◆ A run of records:
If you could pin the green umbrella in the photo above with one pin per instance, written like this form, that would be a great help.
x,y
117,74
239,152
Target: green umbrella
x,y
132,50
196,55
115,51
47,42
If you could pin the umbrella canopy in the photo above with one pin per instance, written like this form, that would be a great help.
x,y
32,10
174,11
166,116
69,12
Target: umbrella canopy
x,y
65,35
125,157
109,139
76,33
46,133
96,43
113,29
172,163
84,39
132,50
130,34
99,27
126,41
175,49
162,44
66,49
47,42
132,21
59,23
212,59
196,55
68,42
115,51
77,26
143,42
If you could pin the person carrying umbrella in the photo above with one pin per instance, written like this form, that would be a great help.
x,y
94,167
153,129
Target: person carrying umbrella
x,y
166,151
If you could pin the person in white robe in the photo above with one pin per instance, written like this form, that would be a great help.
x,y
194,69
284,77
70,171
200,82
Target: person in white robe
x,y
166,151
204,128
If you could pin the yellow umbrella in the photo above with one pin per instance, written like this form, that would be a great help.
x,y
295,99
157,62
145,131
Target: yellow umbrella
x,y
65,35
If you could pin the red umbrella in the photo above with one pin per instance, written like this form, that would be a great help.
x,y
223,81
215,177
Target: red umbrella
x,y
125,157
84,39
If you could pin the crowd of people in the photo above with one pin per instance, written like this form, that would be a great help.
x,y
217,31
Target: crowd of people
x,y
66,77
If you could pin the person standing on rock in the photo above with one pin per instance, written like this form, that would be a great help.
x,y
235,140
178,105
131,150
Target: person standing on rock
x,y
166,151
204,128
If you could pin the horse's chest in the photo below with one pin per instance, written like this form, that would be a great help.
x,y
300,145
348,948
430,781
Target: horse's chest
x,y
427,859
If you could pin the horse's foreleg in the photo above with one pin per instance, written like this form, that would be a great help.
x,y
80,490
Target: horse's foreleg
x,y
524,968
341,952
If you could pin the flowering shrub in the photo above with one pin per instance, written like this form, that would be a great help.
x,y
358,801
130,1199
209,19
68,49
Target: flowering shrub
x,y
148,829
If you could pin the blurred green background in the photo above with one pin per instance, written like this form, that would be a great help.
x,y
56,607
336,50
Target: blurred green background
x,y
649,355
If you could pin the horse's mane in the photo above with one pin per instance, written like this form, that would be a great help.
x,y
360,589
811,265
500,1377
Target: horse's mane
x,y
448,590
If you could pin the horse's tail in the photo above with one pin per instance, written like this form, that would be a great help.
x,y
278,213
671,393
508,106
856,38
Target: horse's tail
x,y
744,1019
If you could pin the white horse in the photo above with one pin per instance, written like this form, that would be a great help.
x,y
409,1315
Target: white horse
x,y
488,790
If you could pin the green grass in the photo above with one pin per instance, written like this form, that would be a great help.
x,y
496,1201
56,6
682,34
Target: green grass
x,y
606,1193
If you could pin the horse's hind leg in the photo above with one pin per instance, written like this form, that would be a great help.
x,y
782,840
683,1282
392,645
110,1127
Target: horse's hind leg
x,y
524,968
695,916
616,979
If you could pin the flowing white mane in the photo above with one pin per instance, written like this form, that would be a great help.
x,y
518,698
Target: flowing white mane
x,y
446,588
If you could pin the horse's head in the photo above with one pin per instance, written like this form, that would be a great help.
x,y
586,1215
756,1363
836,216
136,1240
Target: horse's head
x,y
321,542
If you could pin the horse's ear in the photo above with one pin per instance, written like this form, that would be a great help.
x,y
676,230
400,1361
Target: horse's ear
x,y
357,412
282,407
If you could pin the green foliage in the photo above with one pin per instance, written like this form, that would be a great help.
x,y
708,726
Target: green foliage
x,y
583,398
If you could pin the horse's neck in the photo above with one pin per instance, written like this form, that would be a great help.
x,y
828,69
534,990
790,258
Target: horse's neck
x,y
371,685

...

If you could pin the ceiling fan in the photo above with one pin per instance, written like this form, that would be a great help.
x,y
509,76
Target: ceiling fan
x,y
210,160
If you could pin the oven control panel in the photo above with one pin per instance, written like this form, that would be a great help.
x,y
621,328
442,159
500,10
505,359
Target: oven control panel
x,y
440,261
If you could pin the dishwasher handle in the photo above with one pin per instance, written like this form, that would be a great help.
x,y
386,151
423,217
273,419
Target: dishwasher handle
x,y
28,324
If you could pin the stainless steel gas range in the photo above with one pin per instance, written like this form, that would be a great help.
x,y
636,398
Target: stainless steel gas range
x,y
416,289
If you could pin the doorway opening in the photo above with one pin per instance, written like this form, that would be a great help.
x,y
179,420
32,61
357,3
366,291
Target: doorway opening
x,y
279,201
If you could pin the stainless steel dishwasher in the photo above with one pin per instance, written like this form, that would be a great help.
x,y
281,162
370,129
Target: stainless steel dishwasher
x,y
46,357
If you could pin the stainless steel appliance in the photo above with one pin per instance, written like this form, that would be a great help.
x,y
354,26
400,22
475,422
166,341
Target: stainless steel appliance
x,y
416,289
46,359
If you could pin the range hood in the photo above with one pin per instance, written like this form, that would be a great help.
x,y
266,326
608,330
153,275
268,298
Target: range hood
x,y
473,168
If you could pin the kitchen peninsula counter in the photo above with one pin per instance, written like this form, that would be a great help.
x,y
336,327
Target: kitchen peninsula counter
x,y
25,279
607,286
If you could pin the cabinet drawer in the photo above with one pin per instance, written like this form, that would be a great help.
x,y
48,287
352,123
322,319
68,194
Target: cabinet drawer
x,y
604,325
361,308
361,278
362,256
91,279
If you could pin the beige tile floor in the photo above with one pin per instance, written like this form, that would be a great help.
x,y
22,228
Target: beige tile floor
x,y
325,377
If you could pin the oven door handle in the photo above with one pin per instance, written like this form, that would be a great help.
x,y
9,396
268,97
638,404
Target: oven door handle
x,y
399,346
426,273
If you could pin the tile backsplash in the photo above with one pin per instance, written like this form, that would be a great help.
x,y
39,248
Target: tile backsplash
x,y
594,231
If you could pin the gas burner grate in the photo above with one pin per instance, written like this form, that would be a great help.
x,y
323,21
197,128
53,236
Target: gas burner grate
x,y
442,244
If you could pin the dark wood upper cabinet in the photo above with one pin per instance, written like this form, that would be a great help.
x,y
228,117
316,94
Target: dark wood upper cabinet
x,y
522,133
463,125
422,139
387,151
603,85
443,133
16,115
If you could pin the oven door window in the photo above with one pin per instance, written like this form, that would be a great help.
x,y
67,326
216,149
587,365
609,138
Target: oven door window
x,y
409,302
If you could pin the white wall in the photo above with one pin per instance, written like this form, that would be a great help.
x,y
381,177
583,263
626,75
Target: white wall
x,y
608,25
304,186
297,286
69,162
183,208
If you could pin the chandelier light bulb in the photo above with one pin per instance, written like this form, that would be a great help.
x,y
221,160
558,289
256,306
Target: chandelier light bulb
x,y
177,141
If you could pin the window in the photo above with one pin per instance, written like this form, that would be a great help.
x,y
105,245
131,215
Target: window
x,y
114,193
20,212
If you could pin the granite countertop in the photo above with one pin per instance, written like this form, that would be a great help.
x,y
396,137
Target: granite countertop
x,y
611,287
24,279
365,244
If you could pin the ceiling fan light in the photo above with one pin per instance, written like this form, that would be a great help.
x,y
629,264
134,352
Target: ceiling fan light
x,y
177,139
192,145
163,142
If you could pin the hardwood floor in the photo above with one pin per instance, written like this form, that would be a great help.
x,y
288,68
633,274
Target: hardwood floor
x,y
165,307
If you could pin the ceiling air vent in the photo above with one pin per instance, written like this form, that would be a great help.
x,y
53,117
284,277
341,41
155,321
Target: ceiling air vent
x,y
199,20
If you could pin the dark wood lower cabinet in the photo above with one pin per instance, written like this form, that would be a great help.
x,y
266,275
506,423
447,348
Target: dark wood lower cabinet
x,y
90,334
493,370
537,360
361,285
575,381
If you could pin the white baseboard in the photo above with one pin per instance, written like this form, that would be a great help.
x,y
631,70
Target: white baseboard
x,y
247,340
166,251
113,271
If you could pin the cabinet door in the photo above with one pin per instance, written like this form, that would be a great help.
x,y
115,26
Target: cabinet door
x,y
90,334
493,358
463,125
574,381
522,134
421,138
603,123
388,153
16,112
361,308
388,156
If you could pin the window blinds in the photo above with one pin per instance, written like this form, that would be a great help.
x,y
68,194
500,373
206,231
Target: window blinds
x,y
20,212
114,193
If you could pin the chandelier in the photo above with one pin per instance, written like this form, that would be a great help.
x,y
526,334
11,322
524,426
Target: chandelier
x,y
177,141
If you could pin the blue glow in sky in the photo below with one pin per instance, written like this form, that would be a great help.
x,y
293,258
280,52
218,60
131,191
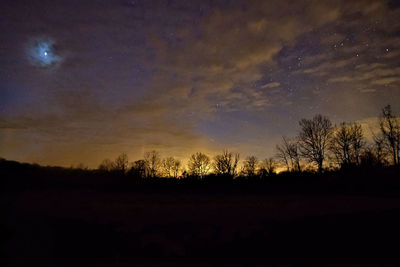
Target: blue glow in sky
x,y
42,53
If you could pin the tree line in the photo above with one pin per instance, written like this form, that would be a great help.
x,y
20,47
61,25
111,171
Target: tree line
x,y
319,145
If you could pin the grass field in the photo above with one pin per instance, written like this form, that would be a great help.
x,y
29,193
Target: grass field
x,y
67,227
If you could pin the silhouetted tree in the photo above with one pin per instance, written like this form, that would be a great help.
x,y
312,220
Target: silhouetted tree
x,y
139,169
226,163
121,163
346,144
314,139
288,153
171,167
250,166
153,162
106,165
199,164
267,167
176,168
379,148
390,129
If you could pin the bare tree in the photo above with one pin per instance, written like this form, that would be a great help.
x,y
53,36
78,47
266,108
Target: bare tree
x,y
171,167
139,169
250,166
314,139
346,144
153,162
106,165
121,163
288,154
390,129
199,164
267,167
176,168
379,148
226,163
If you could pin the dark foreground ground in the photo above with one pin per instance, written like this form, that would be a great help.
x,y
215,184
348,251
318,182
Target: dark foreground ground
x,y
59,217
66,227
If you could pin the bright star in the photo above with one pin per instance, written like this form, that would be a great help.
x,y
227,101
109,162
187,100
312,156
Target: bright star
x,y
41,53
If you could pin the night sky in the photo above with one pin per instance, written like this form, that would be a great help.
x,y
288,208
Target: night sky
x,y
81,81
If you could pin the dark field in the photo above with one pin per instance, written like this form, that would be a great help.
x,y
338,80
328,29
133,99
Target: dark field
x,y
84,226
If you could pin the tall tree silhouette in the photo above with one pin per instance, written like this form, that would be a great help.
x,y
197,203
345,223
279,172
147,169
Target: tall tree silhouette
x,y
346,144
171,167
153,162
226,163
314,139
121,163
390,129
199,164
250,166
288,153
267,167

◆ What is being asked: Show every line of the material above that contains the string "appliance".

◆ Task output:
If you could pin the stainless steel appliance in the photo above with one pin per instance, written like this form, that would be a great help.
Target: stainless steel appliance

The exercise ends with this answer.